>> START DATA SHOWN

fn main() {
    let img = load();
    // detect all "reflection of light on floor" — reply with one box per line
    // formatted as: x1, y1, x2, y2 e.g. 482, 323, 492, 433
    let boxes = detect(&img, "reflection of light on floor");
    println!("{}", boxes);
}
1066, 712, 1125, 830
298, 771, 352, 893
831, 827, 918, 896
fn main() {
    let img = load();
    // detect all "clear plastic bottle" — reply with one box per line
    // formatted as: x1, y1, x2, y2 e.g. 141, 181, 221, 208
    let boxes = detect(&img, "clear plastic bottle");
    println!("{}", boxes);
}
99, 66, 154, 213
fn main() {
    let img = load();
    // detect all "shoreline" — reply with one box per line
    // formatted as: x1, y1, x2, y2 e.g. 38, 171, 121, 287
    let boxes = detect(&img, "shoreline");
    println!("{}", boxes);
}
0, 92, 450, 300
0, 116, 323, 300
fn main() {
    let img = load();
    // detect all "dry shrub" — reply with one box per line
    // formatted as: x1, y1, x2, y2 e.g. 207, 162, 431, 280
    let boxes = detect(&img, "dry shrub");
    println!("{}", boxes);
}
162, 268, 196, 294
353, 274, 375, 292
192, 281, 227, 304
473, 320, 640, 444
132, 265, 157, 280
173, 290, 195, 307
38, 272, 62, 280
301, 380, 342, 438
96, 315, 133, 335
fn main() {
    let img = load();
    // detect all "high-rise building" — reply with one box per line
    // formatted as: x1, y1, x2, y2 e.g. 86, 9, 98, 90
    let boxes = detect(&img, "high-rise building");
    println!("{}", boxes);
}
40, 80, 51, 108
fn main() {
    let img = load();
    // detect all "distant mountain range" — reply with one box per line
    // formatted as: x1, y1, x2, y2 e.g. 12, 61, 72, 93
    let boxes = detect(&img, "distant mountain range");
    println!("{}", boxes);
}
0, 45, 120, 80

>> END DATA SHOWN

#### [THE REQUEST]
Can you rewrite the lines from the first one up to and including the line with "831, 827, 918, 896" as a Markdown table with the columns Row and Line, leaving out any blank lines?

#### [COMPLETED EXERCISE]
| Row | Line |
|---|---|
| 1 | fn main() { |
| 2 |     let img = load(); |
| 3 |     // detect all "reflection of light on floor" — reply with one box per line |
| 4 |     // formatted as: x1, y1, x2, y2 e.g. 482, 323, 492, 433 |
| 5 |     let boxes = detect(&img, "reflection of light on floor"); |
| 6 |     println!("{}", boxes); |
| 7 | } |
| 8 | 1066, 712, 1125, 830 |
| 9 | 298, 771, 352, 893 |
| 10 | 831, 827, 918, 896 |